## Prompt a
In the forum thread below, rewrite the paragraph beginning "I am not looking for a commentary on it" more briefly, keeping its main facts.

## Text passage
-- start --

# Westminster Directory of Public Worship



## JML (Sep 11, 2010)

I am looking to purchase a copy of the Westminster Directory of Public Worship. In my search all I have found is this:

Westminster Bookstore - Reformed Books - Low Prices - Flat Fee UPS Shipping - Westminster Directory of Public Worship: Discussed by Mark Dever and Sinclair Ferguson (Paperback) Dever, Mark; Ferguson, Sinclair B. 9781845504274)

I am not looking for a commentary on it. Is this a commentary or is it the directory itself? I am only looking for the directory itself. Can some of my Presbyterian brethren help me out by directing me to where to purchase a copy? If need be, a copy of the entire standards with the directory included would suffice.


----------



## JML (Sep 11, 2010)

Joshua said:


> My suggestion is to purchase Westminster Confession of Faith With Scripture References By: Free Presbyterian Publications, which contains the Confession of Faith (Original), the Catechisms, the Directories for Worship (Public and Family), etc.
> 
> ISBN: 0902506080


 
Thanks Josh. 

Is it this one:

Westminster Confession of Faith


----------



## Andres (Sep 11, 2010)

John Lanier said:


> I am looking to purchase a copy of the Westminster Directory of Public Worship. In my search all I have found is this:
> 
> Westminster Bookstore - Reformed Books - Low Prices - Flat Fee UPS Shipping - Westminster Directory of Public Worship: Discussed by Mark Dever and Sinclair Ferguson (Paperback) Dever, Mark; Ferguson, Sinclair B. 9781845504274)

-- end --

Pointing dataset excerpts
-- start --

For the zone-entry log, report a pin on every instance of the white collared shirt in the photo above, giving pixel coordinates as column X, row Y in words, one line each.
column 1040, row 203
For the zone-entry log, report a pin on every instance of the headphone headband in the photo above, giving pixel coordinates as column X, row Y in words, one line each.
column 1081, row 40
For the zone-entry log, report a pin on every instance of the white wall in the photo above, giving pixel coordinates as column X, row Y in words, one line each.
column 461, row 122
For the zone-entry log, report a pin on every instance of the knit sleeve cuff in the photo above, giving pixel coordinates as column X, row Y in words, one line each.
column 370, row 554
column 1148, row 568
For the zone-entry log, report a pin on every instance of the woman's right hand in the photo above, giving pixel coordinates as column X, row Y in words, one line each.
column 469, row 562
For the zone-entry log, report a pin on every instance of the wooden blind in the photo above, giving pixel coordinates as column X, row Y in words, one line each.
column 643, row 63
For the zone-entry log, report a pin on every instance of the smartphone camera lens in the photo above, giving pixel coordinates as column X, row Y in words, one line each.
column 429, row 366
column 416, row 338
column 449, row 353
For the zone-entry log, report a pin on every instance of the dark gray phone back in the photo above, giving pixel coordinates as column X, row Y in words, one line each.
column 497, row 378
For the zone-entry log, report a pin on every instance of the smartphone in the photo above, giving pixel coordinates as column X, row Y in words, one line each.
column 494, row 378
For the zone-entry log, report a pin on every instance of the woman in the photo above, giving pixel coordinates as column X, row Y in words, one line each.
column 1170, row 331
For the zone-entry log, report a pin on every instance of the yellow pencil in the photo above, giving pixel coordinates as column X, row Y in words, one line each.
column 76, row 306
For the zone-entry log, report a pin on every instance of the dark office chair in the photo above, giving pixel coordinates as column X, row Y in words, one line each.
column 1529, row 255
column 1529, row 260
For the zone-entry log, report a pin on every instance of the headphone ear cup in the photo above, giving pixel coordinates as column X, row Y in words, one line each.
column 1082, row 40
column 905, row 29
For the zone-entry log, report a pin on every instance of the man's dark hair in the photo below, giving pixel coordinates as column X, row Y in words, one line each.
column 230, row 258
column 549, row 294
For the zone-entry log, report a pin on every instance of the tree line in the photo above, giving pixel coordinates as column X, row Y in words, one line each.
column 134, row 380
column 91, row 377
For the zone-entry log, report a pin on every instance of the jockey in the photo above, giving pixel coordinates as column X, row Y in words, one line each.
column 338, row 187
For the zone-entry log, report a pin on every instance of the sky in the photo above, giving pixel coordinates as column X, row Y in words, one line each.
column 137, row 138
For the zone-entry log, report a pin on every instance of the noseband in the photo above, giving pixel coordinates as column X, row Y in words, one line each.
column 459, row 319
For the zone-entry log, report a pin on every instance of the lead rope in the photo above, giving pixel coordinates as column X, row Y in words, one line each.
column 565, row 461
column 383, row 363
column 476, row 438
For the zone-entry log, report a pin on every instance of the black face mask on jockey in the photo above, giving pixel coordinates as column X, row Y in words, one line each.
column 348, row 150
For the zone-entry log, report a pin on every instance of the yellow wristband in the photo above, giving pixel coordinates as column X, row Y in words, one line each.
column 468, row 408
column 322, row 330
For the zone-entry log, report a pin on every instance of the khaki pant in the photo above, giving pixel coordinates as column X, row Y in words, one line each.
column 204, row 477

-- end --

## Prompt b
Switch "white collared shirt" to "white dress shirt" in the records, covering everything from their start down to the line containing "column 1040, row 203", and give back only those lines with nothing else changed.

## Answer a
The poster wants the directory itself, not a commentary, and asks whether the book found is a commentary or the directory. They ask Presbyterian members where to buy a copy and would accept the complete standards if the directory is included.

## Answer b
For the zone-entry log, report a pin on every instance of the white dress shirt in the photo above, giving pixel coordinates as column X, row Y in words, one line each.
column 1040, row 203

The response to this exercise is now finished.